_Objective 1_. According to the Fanny Burney post, about how far was Paris from Brussels?
_Objective 2_. In the Fanny Burney post, rewrite the part that starts with the words "A version of" and ends with "to be decided.", swapping "Brussels" for "Ghent".

[begin Text block]

AUTHOR FANNY BURNEY IN BRUSSELS IN 1815

This is the first of a series of Waterloo related posts we’ll be running in honour of the upcoming anniversary of the Battle on June 18th.  We hope these posts will demonstrate how the Battle affected those in all walks of life, including the British ex-pats who, like Fanny Burney, were resident in Brussels at the time of the Battle.

A version of this post appeared in the Burney Letter, Vol. 21, No. 1, a publication of The Burney Society, Spring 2015; by Victoria Hinshaw.

 

Frances Burney, Madame d’Arblay

“Upon reflection, I will write no account of these great events, which have been detailed so many hundred times, and so many hundred ways, as I have nothing new to offer upon them; I will simply write the narrative of my own history at that awful period.”

With this modest declaration, Frances Burney, Madame D’Arblay, describes her famous account of Brussels during time leading up to, during, and after the Battle of Waterloo in 1815. In vivid terms, she chronicles the tension and anxiety felt by the helpless people waiting for their fate to be decided.

Frances Burney, 1782

General Alexandre d’Arblay (1748-1818), Burney’s beloved husband, even at the age of 66, served King Louis XVIII in his personal Guard. The d’Arblays occupied a residence in Paris, and had an active life there. But when Napoleon escaped from Elba in March 1815 and headed for Paris, assembling a powerful army as he came, Louis fled. He had been restored to the throne for just over a year and now abandoned Paris and crossed Belgian border to the relative safety of the United Netherlands. d’Arblay had to accompany the King, but he insisted his wife should accompany their friend the Princess d’Heinin into Belgium as well, not a simple task it turned out. Many British families lived in Brussels at the time, having taken advantage of the Peace of 1814 to enjoy a stay on the continent, which they had been unable to visit during the Napoleonic Wars. Like most of the world, they were shocked when Napoleon Bonaparte suddenly returned to France; Paris was about 160 miles from Brussels.

Once she reached Brussels, Madame d’Arblay found many friends among the French evacuees and the ex-pat English as well. When her husband was able to join her for several weeks, she was blissful.  They even got to travel a bit and sightsee at the Palace of Lachen: “my dearest friend (the General, her husband) indulged in one morning’s recreation, which proved as agreeable as anything at such a period could be to a mind oppressed like mine. He determined that we should visit the Palais de Lachen, which had been the dwelling assigned as the palace for the Empress Josephine by Bonaparte at the time of his divorce. My dearest husband drove me in his cabriolet, and the three gentlemen whom he invited to be of the party accompanied us on horseback. The drive, the day, the road, the views, our new horses-all were delightful, and procured me a short relaxation from the foresight of evil.

[end Text block]
[begin Records provided]

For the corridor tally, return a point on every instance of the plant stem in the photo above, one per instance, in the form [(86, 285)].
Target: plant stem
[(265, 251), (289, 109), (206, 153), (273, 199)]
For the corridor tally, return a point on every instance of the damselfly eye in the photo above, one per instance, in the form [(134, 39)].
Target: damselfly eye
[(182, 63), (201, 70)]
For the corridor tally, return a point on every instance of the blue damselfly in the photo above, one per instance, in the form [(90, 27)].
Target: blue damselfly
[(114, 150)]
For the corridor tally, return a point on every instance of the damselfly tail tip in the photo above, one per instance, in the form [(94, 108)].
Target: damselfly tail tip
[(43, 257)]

[end Records provided]
[begin Records provided]

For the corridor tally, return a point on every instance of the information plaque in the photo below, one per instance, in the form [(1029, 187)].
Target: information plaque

[end Records provided]

_Correct output 1_. About 160 miles.

_Correct output 2_.
A version of this post appeared in the Burney Letter, Vol. 21, No. 1, a publication of The Burney Society, Spring 2015; by Victoria Hinshaw.

 

Frances Burney, Madame d’Arblay

“Upon reflection, I will write no account of these great events, which have been detailed so many hundred times, and so many hundred ways, as I have nothing new to offer upon them; I will simply write the narrative of my own history at that awful period.”

With this modest declaration, Frances Burney, Madame D’Arblay, describes her famous account of Ghent during time leading up to, during, and after the Battle of Waterloo in 1815. In vivid terms, she chronicles the tension and anxiety felt by the helpless people waiting for their fate to be decided.